▶ _Task to carry out_: Extract the records below word for word and ignore the images.
++++++++++
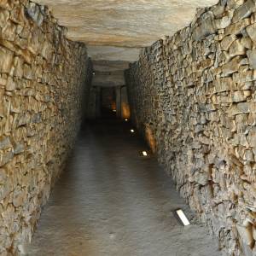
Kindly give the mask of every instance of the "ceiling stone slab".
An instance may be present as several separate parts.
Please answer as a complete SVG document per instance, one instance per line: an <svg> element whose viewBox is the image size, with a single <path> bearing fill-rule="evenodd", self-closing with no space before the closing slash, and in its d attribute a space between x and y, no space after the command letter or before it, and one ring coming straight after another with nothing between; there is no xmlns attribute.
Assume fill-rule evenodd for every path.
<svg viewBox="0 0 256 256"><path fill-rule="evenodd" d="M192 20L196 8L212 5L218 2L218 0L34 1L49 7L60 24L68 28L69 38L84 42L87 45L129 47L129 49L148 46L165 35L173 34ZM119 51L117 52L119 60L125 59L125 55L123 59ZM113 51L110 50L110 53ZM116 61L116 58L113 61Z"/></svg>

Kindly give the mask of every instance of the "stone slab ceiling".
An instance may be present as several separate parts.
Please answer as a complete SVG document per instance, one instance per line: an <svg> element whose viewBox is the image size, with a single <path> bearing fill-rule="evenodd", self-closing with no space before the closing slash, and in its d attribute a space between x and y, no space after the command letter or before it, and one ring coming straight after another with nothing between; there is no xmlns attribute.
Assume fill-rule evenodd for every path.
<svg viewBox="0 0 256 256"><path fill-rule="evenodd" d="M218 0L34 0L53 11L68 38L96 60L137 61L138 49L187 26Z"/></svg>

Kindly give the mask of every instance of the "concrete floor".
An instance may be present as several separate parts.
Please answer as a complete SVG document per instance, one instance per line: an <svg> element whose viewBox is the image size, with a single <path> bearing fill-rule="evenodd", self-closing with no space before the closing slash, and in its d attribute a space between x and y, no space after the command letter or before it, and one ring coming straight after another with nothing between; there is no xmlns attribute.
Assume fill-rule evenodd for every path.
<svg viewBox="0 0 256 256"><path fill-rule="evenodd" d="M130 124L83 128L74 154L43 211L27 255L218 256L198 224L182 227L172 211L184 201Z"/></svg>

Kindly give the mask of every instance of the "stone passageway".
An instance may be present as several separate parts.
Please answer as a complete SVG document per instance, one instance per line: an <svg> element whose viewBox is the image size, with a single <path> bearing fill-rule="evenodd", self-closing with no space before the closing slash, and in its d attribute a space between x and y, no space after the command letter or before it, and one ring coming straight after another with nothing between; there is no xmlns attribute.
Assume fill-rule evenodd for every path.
++++++++++
▶ _Reply to the task_:
Kindly give the mask of every instance of the "ceiling stone slab".
An instance may be present as several separate parts.
Please answer as a complete SVG document per instance, one instance per line: an <svg> element whose viewBox is the image size, with a single <path> bearing fill-rule="evenodd", self-closing with no space before the closing slash, and in its d attribute a space between x and y, no space after the command letter or before it, and one ring coming straight after another with nothing between; there is no xmlns attribute.
Assume fill-rule evenodd for every path.
<svg viewBox="0 0 256 256"><path fill-rule="evenodd" d="M192 20L196 8L212 5L218 2L218 0L34 1L49 7L60 24L68 28L69 38L84 42L87 45L129 47L129 49L148 46L165 35L173 34ZM119 51L117 52L119 60L125 59L125 55L123 59ZM113 51L110 50L110 53ZM116 61L116 58L113 61Z"/></svg>

Kindly give the mask of every instance of the "stone slab ceiling".
An instance may be present as several separate parts.
Please answer as a complete SVG document per instance, one instance per line: an <svg> element whose viewBox is the image size, with a single <path> bearing fill-rule="evenodd", self-closing with no space before the closing slash, and in its d attribute a space between x and y, no space after the command letter or before it, and one ring coming straight after another with nothing between; there is no xmlns attribute.
Assume fill-rule evenodd for every path.
<svg viewBox="0 0 256 256"><path fill-rule="evenodd" d="M218 0L34 0L53 11L68 38L96 60L137 61L138 49L187 26Z"/></svg>

Kindly give the mask of every instance of the "concrete floor".
An instance may be present as several separate parts.
Please answer as a complete SVG document per instance, one instance per line: an <svg> element whose viewBox is the image size, with a single <path> bearing fill-rule="evenodd", self-closing with no space before the closing slash, and in its d attribute a space between x and y, no space after the command letter or before it, and one ring coming straight after another with nothing between; there is no xmlns attribute.
Assume fill-rule evenodd for every path.
<svg viewBox="0 0 256 256"><path fill-rule="evenodd" d="M130 124L83 128L74 154L43 211L27 255L218 256L198 224L182 227L172 211L184 201Z"/></svg>

Kindly give the mask of every instance of the "stone passageway".
An instance may be present as several separate parts.
Please answer as a complete SVG document per instance, one instance per line: an <svg> element whose viewBox is the image size, with a single <path> bearing fill-rule="evenodd", self-closing with no space before the closing slash, and in its d attribute a space between x and y, no space after the command letter or before it, and one ring coming straight after another with nothing between; there is no xmlns attribute.
Assume fill-rule evenodd for every path.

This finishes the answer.